**** EXTRACTED MATERIAL

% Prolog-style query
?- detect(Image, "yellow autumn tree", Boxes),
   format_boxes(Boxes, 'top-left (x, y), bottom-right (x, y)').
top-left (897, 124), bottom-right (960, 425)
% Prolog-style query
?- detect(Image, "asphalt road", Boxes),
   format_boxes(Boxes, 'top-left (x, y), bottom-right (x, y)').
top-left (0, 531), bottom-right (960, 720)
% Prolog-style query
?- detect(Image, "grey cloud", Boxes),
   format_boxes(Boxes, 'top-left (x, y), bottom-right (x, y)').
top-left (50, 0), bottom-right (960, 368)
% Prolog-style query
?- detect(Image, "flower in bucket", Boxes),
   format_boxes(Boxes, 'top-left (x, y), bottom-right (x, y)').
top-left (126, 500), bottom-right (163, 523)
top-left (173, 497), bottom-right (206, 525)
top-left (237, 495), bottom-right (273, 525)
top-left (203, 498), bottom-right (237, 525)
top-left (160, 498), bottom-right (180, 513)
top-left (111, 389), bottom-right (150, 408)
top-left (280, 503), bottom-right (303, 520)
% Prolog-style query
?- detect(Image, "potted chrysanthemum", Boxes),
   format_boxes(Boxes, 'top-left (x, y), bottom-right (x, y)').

********

- WHAT THE EXERCISE ASKS
Update the data above by replacing every instance of "Prolog-style query" with "Prolog detection query", leaving everything else unchanged.

- WRITTEN ANSWER
% Prolog detection query
?- detect(Image, "yellow autumn tree", Boxes),
   format_boxes(Boxes, 'top-left (x, y), bottom-right (x, y)').
top-left (897, 124), bottom-right (960, 425)
% Prolog detection query
?- detect(Image, "asphalt road", Boxes),
   format_boxes(Boxes, 'top-left (x, y), bottom-right (x, y)').
top-left (0, 531), bottom-right (960, 720)
% Prolog detection query
?- detect(Image, "grey cloud", Boxes),
   format_boxes(Boxes, 'top-left (x, y), bottom-right (x, y)').
top-left (50, 0), bottom-right (960, 368)
% Prolog detection query
?- detect(Image, "flower in bucket", Boxes),
   format_boxes(Boxes, 'top-left (x, y), bottom-right (x, y)').
top-left (126, 500), bottom-right (163, 523)
top-left (173, 497), bottom-right (206, 525)
top-left (237, 495), bottom-right (273, 525)
top-left (203, 498), bottom-right (237, 525)
top-left (160, 498), bottom-right (180, 513)
top-left (111, 389), bottom-right (150, 408)
top-left (280, 503), bottom-right (303, 520)
% Prolog detection query
?- detect(Image, "potted chrysanthemum", Boxes),
   format_boxes(Boxes, 'top-left (x, y), bottom-right (x, y)').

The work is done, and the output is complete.